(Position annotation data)
━━━━━━━━━━━━━━━━━━━━
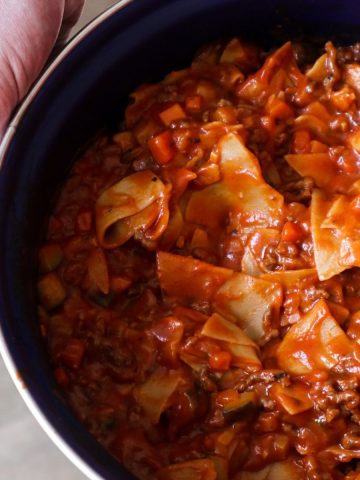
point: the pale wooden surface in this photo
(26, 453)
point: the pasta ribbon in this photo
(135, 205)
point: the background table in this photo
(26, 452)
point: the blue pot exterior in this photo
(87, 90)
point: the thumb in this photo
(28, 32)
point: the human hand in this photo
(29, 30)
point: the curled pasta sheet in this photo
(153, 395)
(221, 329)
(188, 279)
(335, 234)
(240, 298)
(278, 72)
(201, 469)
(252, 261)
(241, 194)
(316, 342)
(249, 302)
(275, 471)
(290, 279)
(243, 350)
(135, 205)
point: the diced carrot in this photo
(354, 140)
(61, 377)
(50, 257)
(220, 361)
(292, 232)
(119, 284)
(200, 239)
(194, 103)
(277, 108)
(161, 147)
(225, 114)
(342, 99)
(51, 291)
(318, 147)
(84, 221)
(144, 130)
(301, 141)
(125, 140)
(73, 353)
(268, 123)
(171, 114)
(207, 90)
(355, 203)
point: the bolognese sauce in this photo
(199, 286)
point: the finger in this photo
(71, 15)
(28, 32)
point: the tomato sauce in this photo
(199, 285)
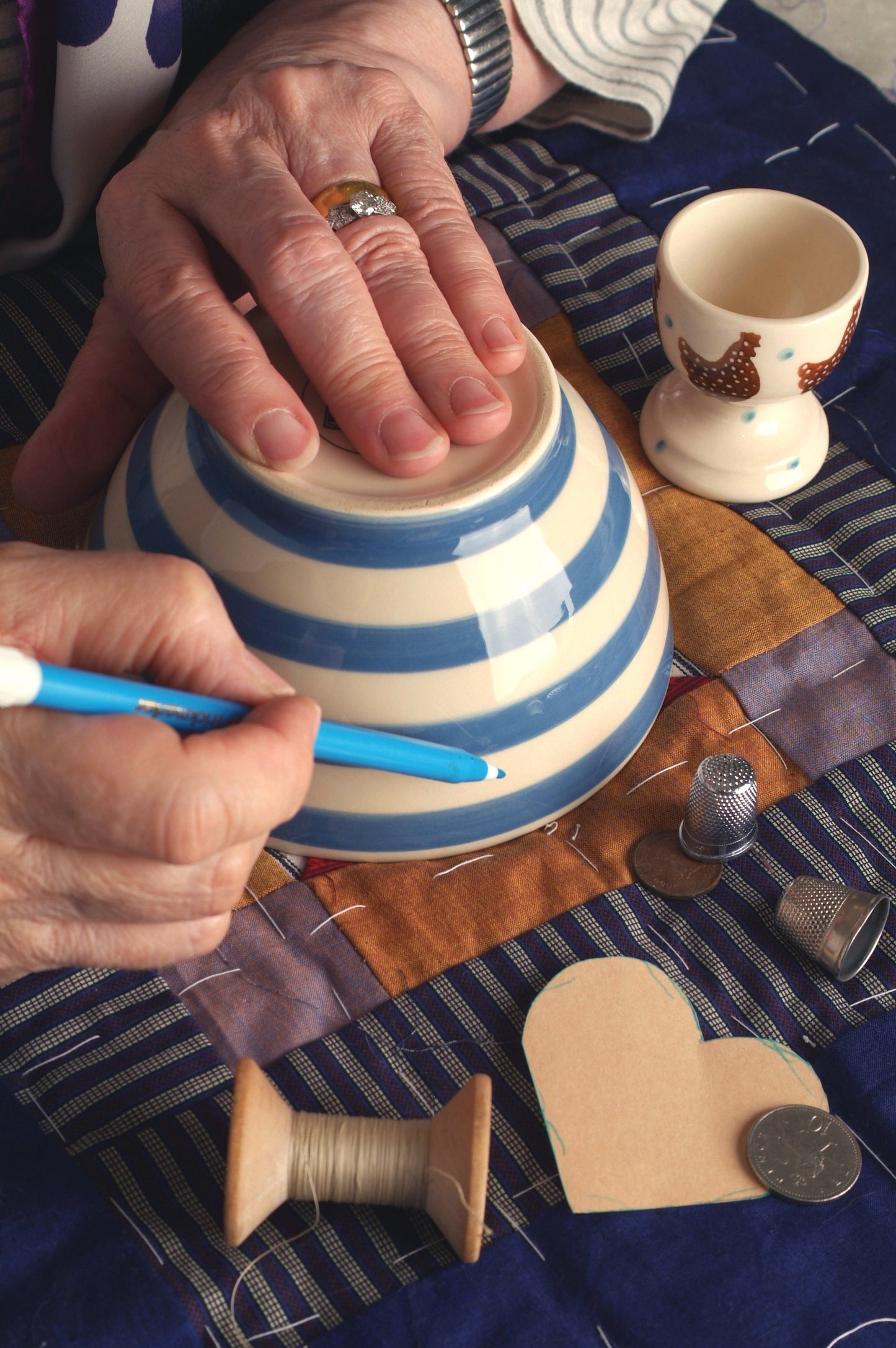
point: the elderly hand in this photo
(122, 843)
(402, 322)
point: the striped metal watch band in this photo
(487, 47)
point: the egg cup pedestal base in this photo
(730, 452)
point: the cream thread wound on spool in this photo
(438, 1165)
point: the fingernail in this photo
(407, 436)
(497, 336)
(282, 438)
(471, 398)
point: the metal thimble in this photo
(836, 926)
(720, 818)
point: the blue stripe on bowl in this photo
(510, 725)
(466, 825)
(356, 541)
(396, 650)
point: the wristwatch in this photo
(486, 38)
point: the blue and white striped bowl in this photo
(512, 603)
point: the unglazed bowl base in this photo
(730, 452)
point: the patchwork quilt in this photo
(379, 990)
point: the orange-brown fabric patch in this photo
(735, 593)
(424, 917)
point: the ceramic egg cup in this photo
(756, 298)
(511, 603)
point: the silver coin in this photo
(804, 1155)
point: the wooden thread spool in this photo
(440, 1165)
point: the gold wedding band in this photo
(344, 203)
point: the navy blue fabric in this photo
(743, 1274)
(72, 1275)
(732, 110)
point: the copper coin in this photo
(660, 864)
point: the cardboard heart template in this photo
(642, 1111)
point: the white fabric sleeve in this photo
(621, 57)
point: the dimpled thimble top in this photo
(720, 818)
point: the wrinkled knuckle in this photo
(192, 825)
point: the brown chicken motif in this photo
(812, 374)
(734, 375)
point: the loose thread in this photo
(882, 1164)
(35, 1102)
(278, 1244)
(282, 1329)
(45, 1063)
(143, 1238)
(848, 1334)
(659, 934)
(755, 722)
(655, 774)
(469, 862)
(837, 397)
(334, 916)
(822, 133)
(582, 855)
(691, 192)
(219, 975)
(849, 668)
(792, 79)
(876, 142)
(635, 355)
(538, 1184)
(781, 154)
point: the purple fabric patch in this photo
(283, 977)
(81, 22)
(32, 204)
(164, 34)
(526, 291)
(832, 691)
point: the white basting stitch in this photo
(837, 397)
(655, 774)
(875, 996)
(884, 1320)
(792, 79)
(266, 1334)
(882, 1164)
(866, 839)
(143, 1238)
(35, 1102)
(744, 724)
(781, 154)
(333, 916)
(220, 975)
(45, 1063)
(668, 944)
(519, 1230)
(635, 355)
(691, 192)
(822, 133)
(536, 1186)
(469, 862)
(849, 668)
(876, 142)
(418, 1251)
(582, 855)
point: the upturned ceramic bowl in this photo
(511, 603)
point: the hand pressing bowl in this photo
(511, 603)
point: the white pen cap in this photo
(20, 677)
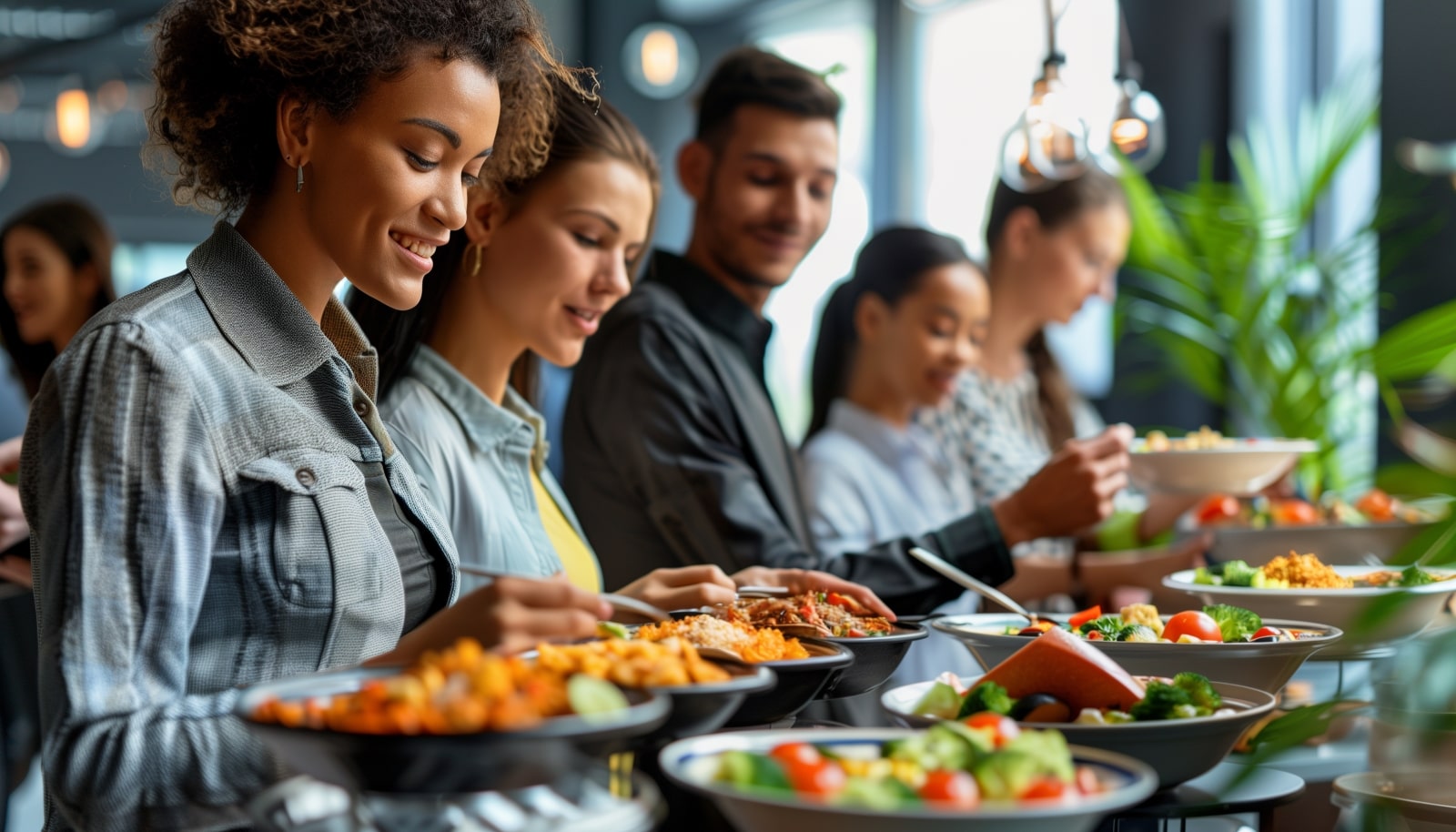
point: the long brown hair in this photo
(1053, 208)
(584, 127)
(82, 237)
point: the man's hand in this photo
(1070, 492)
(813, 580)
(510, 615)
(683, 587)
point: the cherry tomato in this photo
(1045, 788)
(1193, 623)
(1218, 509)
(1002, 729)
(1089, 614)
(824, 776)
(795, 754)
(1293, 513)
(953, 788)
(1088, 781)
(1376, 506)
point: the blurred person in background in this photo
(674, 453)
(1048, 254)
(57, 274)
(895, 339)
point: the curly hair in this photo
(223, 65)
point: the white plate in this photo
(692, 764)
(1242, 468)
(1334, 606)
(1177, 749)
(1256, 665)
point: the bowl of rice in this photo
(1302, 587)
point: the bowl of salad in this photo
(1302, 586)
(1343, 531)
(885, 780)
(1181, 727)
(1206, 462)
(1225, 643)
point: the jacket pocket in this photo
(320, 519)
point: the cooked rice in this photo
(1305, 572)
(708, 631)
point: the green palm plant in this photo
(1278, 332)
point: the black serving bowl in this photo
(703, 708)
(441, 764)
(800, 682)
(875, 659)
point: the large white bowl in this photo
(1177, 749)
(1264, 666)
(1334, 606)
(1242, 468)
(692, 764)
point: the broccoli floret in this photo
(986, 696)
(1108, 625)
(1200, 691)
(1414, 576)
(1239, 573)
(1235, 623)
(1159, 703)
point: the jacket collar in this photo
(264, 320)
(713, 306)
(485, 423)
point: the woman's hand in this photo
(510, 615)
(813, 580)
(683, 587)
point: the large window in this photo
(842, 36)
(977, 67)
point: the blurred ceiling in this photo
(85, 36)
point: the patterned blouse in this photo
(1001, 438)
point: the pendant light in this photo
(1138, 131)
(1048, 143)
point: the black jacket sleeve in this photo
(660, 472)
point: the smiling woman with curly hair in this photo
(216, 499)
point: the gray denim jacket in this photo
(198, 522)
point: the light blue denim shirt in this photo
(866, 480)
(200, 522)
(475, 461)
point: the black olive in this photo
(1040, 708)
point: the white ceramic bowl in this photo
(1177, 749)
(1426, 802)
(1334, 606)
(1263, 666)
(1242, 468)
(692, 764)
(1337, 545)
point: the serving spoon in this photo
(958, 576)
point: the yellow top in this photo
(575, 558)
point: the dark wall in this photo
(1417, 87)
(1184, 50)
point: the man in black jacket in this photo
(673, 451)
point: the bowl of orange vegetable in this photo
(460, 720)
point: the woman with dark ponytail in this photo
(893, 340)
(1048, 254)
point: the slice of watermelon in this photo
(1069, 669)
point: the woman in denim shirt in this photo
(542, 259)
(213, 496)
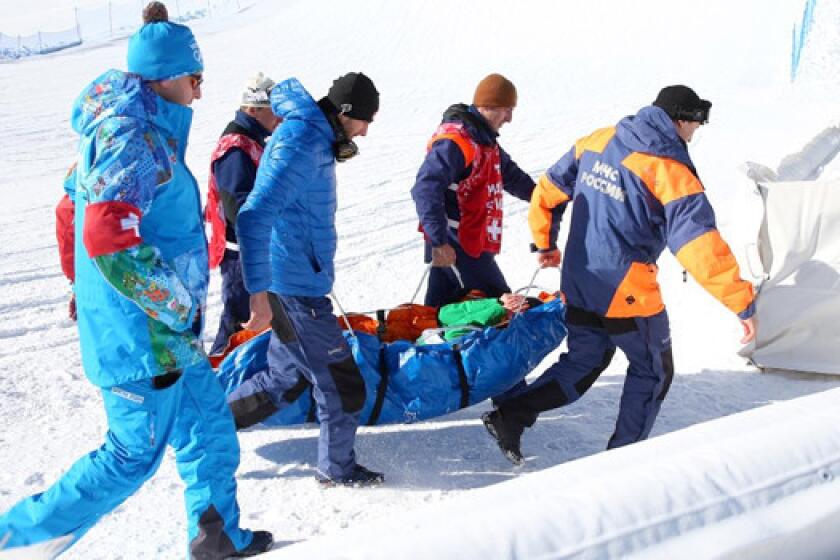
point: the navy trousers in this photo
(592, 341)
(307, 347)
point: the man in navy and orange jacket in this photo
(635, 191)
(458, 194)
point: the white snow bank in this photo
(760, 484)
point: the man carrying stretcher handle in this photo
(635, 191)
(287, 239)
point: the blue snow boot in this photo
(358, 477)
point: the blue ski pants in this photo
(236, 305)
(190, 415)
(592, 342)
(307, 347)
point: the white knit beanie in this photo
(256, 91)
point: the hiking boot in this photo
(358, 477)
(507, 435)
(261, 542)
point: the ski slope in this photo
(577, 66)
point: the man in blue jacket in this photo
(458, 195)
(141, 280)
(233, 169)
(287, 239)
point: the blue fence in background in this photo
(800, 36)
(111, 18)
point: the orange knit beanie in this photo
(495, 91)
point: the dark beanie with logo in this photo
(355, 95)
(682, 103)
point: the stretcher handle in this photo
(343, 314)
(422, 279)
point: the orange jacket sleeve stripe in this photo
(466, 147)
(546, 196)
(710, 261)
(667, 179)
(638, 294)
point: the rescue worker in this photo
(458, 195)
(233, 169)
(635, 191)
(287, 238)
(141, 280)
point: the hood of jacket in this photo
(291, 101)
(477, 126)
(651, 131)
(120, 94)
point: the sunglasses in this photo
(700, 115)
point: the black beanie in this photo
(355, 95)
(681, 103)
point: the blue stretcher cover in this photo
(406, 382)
━━━━━━━━━━━━━━━━━━━━
## What is being asked
Can you write out the data again, keeping the point lines, for the stretch from the line containing "point: the wrinkled knuckle in this photo" through the line containing "(1302, 587)", adding 77 to every coordinate in the answers? Leave the picture markers out.

## Solved problem
point: the wrinkled knuckle in this photo
(269, 902)
point: the brown chicken motif in this photo
(889, 451)
(811, 452)
point: the loose thread in this photo
(959, 1241)
(112, 1179)
(355, 1321)
(359, 1406)
(122, 1140)
(220, 1315)
(925, 1411)
(736, 1011)
(832, 799)
(732, 851)
(546, 939)
(914, 474)
(411, 993)
(899, 210)
(659, 932)
(768, 269)
(296, 1052)
(926, 745)
(869, 156)
(953, 219)
(712, 432)
(615, 1261)
(858, 231)
point: the purple fabric patch in this photo
(360, 1054)
(158, 99)
(109, 281)
(241, 111)
(603, 368)
(909, 768)
point: the white basting stitch in this photo
(914, 474)
(732, 851)
(952, 1073)
(961, 1397)
(869, 156)
(343, 1411)
(959, 1241)
(943, 916)
(220, 1315)
(112, 1179)
(821, 801)
(858, 231)
(410, 993)
(297, 1052)
(122, 1140)
(745, 1021)
(596, 1307)
(712, 432)
(768, 269)
(899, 210)
(613, 1263)
(546, 939)
(926, 745)
(953, 219)
(495, 1328)
(659, 932)
point: the upturned ceramic bowl in this photo
(588, 680)
point: the hand pressing bowl in this photo
(588, 680)
point: the white pen cap in this photo
(97, 754)
point: the long brown hair in this photo
(1130, 285)
(661, 204)
(159, 314)
point: the man's hand in this photo
(1147, 569)
(890, 657)
(587, 692)
(760, 664)
point: the cherry tomato in this photo
(1122, 865)
(1270, 700)
(1295, 586)
(1079, 806)
(1166, 691)
(901, 853)
(872, 831)
(1370, 590)
(1030, 865)
(1165, 858)
(1453, 583)
point: the blurred person in background in this photo
(751, 530)
(1125, 331)
(134, 351)
(972, 416)
point: the curly hair in this photo
(300, 142)
point: the white plate in this photo
(769, 841)
(1319, 545)
(1411, 683)
(1254, 826)
(1333, 742)
point: the bowl of rice in this photo
(1379, 664)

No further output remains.